Please reproduce the entries below, beginning at the line that has "like [(355, 145)]." and stopping after the line that has "[(354, 137), (254, 277)]", keeping every line including the request. Multiply each answer coordinate by 0.3 and round to a whole number with halves going up, but leave the request wording and its format sample untouched.

########################################

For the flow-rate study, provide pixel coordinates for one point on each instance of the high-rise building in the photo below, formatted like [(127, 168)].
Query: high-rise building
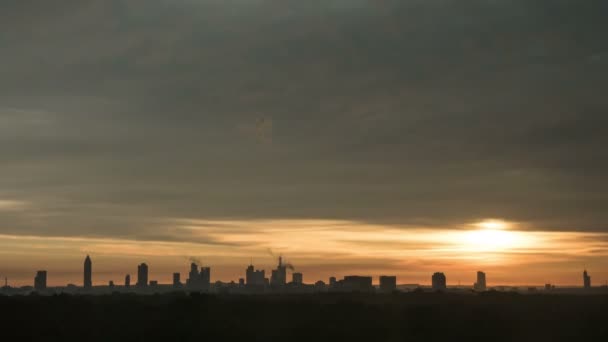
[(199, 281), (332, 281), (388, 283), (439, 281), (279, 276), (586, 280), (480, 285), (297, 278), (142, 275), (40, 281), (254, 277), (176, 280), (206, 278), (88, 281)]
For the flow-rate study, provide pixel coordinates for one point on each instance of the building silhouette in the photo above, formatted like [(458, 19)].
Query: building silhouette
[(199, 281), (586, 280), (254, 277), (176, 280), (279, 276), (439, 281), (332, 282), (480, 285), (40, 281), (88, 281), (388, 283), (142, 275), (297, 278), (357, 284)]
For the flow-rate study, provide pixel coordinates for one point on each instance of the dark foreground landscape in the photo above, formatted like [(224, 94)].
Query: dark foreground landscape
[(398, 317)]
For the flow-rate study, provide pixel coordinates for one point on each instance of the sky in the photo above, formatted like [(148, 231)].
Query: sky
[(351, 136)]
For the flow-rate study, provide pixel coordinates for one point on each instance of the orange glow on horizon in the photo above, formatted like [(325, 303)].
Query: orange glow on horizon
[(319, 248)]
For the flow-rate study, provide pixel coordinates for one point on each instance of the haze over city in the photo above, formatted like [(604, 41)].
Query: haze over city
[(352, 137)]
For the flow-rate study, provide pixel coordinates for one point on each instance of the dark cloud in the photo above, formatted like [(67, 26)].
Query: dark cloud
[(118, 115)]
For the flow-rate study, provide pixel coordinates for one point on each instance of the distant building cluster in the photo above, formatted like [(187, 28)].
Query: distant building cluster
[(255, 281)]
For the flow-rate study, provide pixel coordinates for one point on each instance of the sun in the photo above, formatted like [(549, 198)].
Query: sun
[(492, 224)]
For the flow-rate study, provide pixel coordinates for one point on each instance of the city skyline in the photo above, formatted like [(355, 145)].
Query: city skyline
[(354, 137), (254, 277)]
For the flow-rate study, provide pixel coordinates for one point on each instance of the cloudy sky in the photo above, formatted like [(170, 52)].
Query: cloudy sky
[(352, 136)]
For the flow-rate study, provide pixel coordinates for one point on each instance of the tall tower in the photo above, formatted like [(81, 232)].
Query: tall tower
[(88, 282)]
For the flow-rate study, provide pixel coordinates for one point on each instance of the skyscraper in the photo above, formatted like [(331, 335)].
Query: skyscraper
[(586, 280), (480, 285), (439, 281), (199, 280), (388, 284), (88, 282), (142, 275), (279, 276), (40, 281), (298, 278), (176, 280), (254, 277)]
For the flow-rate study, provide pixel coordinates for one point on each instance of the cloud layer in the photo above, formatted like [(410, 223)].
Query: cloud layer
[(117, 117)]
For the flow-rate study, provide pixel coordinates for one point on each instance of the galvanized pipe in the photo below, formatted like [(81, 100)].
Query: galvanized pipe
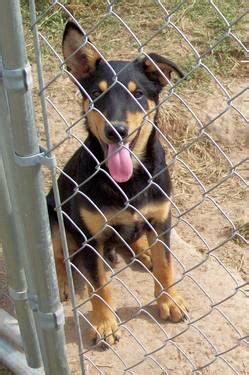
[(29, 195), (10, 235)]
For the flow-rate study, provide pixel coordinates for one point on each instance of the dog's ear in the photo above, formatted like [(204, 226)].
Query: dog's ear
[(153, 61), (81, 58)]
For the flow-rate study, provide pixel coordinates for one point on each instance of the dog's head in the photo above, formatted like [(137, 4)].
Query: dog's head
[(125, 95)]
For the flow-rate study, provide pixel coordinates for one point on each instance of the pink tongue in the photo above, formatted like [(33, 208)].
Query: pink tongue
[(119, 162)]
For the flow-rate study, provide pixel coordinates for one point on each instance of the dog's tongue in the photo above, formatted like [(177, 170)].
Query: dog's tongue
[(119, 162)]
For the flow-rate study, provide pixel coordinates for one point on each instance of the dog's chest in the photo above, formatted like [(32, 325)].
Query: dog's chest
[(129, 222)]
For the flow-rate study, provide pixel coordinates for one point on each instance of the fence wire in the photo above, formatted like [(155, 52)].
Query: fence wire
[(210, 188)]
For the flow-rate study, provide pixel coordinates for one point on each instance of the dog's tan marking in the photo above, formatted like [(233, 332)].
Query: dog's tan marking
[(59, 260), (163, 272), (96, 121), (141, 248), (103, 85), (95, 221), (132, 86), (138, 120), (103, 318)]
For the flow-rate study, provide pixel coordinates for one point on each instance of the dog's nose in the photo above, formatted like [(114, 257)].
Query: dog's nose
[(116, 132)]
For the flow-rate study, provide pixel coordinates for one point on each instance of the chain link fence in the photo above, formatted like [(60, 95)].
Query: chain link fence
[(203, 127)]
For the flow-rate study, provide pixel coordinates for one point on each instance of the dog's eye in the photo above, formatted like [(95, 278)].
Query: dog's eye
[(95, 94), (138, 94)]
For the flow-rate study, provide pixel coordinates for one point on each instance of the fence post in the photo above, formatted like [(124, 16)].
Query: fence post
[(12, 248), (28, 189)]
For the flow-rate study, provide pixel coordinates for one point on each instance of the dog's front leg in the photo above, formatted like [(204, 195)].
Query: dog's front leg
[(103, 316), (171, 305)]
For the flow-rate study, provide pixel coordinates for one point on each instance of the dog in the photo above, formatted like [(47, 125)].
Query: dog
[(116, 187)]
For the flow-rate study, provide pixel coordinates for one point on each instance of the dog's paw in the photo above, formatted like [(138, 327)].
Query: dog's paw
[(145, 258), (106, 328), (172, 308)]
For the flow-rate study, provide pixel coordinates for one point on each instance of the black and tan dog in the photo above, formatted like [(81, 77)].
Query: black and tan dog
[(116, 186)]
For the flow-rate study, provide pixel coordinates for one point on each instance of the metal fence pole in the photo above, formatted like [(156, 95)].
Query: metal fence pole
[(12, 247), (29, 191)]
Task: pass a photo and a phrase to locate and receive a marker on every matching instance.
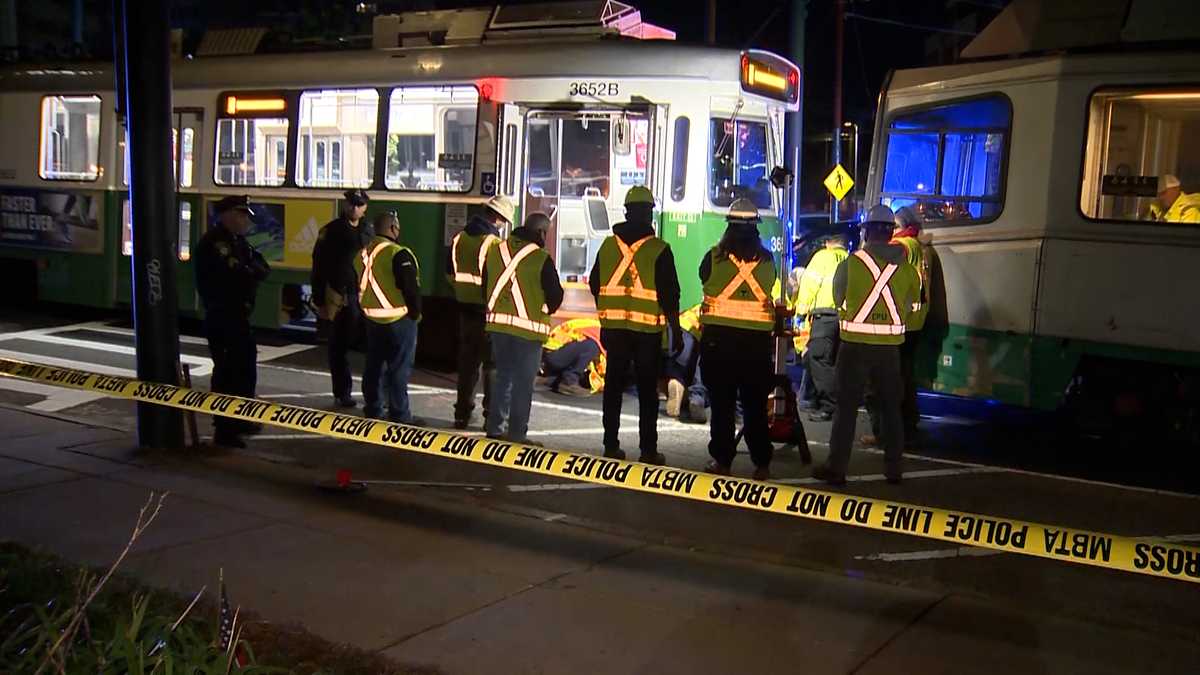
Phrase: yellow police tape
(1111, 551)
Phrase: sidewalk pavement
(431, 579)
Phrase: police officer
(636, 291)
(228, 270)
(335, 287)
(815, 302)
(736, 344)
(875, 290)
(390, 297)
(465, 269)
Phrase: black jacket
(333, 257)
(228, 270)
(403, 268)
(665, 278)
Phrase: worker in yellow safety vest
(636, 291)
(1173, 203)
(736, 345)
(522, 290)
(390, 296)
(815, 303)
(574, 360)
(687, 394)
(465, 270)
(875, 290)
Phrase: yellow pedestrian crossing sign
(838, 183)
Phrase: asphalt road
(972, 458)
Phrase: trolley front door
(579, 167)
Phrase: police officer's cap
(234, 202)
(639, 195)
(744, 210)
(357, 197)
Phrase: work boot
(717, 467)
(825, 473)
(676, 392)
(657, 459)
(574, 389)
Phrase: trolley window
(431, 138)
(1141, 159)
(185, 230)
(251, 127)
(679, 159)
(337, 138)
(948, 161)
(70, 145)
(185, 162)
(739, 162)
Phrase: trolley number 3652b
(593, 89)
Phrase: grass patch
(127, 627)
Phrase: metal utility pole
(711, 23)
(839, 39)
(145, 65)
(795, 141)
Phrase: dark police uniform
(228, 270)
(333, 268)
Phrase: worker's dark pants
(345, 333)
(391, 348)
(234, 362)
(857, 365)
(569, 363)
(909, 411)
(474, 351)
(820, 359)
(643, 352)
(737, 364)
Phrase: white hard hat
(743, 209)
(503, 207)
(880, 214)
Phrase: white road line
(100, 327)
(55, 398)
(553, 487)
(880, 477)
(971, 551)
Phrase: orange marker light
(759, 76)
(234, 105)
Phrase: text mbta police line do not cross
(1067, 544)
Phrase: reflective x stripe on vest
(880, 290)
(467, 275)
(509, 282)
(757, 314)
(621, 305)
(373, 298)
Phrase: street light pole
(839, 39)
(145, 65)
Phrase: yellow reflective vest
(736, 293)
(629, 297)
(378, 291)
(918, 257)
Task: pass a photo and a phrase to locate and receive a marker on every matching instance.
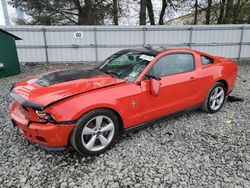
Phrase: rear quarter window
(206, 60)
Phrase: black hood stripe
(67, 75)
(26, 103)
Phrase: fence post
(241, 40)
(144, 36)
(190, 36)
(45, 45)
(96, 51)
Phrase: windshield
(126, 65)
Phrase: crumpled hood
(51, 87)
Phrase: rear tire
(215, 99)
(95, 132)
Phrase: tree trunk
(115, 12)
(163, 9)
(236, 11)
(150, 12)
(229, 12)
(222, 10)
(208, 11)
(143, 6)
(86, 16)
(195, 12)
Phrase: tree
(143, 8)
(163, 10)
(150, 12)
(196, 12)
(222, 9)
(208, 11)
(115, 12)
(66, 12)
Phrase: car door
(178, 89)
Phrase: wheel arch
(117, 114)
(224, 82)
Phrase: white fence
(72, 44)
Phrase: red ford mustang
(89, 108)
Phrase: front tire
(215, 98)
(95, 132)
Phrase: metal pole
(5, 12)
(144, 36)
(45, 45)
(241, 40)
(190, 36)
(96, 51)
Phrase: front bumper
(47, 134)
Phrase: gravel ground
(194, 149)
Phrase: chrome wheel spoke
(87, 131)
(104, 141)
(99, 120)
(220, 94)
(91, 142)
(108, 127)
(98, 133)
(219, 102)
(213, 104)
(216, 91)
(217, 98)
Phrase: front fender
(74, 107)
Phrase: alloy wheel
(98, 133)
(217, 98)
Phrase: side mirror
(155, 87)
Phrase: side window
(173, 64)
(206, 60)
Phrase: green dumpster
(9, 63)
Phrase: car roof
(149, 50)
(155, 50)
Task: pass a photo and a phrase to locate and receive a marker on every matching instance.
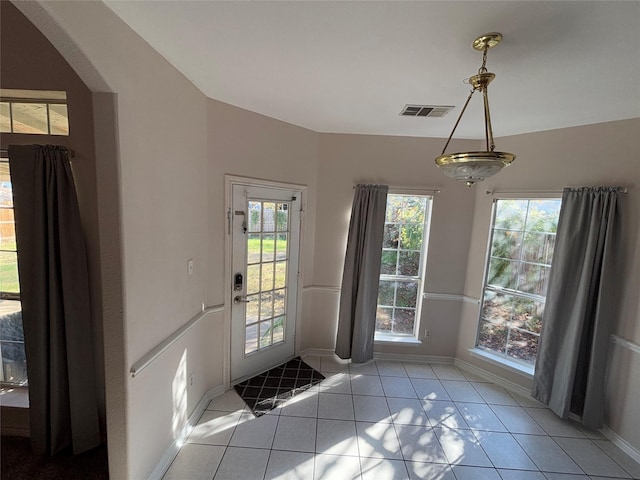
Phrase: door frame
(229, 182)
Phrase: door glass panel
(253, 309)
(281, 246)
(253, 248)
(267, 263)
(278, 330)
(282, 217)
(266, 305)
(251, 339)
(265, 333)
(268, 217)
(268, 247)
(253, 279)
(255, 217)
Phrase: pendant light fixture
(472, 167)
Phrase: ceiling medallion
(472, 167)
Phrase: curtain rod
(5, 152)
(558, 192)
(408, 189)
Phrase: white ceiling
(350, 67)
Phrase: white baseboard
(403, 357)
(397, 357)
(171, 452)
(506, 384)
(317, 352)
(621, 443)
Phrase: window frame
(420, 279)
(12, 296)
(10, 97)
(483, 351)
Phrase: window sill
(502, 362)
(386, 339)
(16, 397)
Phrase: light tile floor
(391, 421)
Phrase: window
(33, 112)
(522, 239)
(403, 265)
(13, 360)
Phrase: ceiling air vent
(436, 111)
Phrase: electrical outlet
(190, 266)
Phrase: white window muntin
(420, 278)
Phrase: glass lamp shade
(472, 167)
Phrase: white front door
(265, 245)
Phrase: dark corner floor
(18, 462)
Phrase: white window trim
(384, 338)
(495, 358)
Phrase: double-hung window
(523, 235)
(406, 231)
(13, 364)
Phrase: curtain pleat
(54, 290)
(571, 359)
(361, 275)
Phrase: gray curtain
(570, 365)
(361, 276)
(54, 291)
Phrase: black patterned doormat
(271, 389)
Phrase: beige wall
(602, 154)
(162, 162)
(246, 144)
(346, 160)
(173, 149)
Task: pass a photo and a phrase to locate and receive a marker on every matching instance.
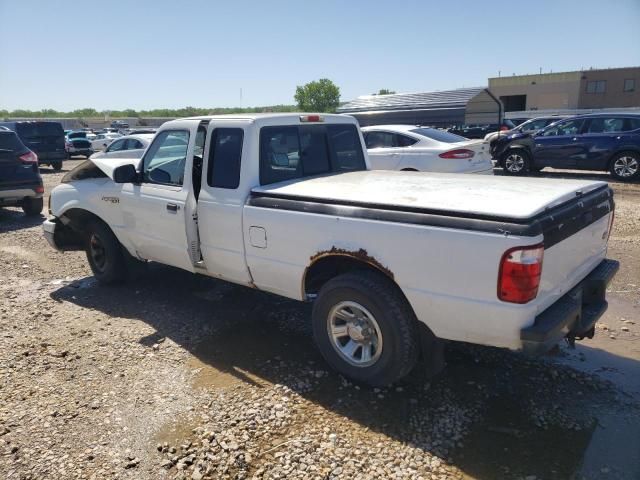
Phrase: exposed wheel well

########################################

_Output for this exercise_
For the flow-rate study, provide pixel coordinates for one point on each instance of the city skyline in the photo above, formatted like [(355, 145)].
Query: city skyline
[(106, 41), (76, 83)]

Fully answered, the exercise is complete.